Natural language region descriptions
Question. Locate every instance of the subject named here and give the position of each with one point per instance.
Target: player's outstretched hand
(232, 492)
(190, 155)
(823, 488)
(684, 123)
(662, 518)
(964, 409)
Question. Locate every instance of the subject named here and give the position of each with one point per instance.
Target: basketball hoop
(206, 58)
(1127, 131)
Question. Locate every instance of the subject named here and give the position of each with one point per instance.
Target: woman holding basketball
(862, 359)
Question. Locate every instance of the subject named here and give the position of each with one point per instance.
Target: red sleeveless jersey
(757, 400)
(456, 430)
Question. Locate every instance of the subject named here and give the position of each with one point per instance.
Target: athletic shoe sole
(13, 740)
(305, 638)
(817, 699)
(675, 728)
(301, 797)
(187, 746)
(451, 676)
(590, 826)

> About this task
Copy out the lines above, from the one holding "Target: red sleeveless jersey" through the final line, with no other lines.

> Completed exercise
Target: red sleeveless jersey
(757, 400)
(456, 430)
Question. Locate every instance of the subject named here and give the position of each with one point per instance.
Target: athletic shoe sole
(13, 740)
(305, 638)
(817, 699)
(675, 728)
(301, 797)
(187, 746)
(451, 676)
(590, 826)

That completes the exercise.